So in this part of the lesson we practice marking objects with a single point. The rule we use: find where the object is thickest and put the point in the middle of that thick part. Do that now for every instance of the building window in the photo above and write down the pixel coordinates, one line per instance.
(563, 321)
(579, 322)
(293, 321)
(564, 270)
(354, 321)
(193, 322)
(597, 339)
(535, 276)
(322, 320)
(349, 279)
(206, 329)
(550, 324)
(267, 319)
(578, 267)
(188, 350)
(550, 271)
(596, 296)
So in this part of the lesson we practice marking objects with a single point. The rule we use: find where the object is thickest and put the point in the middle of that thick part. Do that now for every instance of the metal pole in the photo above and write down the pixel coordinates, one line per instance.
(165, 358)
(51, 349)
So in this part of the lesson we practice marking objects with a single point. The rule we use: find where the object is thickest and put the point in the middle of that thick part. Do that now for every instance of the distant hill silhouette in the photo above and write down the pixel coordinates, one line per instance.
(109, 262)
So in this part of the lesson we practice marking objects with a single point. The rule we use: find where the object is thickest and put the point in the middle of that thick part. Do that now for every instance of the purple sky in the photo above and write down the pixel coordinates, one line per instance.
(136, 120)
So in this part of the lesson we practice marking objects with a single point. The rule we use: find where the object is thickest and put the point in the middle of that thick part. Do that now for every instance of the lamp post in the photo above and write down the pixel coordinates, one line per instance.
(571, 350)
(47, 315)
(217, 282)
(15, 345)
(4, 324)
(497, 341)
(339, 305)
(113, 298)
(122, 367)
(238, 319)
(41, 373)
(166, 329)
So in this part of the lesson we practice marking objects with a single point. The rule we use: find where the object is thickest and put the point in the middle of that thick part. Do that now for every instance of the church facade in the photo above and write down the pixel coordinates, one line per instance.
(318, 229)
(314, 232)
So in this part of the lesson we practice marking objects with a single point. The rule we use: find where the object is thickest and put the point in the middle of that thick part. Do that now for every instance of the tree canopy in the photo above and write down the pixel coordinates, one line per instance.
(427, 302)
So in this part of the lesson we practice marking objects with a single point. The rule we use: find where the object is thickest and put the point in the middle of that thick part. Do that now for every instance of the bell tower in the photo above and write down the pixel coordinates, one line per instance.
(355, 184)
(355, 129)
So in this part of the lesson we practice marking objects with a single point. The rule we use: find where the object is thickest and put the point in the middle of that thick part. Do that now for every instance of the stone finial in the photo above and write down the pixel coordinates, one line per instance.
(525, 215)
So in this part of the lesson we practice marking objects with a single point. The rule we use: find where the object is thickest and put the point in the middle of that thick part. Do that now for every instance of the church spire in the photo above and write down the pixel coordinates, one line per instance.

◆ **Your task**: Retype every entry above, word for word.

◆ **Completed task**:
So in this part of the lesson we practice marking objects with a single point. The rule we use: find where the object is thickest and put the point in the middle of that thick part. Do that now for every instance of the building window in the photo above and write down the pixel coordinates, one line per instance.
(563, 321)
(579, 322)
(293, 321)
(564, 270)
(354, 321)
(193, 322)
(597, 339)
(535, 276)
(322, 320)
(349, 279)
(206, 329)
(550, 324)
(267, 319)
(578, 267)
(188, 350)
(550, 271)
(596, 296)
So in this part of the lesson we practice marking objects with a single point. The rule we use: find where the object is thickest and put the point in the middle of that thick part. Do that now for every instance of the metal pole in the photo above and write down the pixel coordinates, one line per instance.
(165, 358)
(51, 349)
So in this part of the lesson we practice marking objects with a single point. The rule we use: find where the object is thickest and put the point in the middle of that thick part. Do that now for every instance of the distant hill silhouette in the photo above and write down the pixel coordinates, one line per instance.
(109, 262)
So in this part of the lesson we practice marking objects with a single point. The rule we use: find where the object is thickest and put the point in the middle of that thick part. Do that now for every instance of the purple sky in the photo above and write down the pixel coordinates, one line per instance.
(136, 120)
So in this part of the lesson we practice marking objects with a single point. The rule we use: find where the object is thickest and put the point in the middle of that thick part. Do that now for every instance of the lamp post in the photo above and write down the pixel coordinates, one line per instance.
(571, 350)
(47, 315)
(217, 282)
(15, 345)
(4, 324)
(497, 341)
(339, 305)
(113, 298)
(122, 367)
(238, 319)
(41, 373)
(166, 329)
So in this part of the lesson we practice marking objects with a single point. The rule we use: find where the object is thickest and put the point in the middle of that thick part. Do that now for every instance of the church facade in the photo above and write down the pixel coordinates, one line per instance.
(318, 229)
(314, 232)
So in this part of the lesson we practice marking objects with a single point. The rule we use: find where the object is thickest and put the point in the middle of that thick part. Do that now for every instance of the tree canopy in the photo above and write down the pixel coordinates, one line per instance.
(427, 302)
So in this part of the lesson we practice marking objects with a single point. The rule we use: find where the object is thickest and put the point in the middle of that thick part. Do that now for every instance of the bell tower in the photo above and write down the pixel coordinates, one line per instance.
(355, 184)
(355, 129)
So in this part of the lesson we practice marking objects with a single point. The rule we use: find where the object is thickest and put the point in the middle of that thick part. Do that now for every instance of the stone finial in the photo above and write down the pixel coordinates, one line per instance.
(525, 215)
So in this part of the lesson we practice marking objects with a single point. The rule we use: find where the object is thickest and put the point in the middle of that thick part. Do that now for every instance of the church spire in the photo above and write down the pixel coordinates, one line per instance.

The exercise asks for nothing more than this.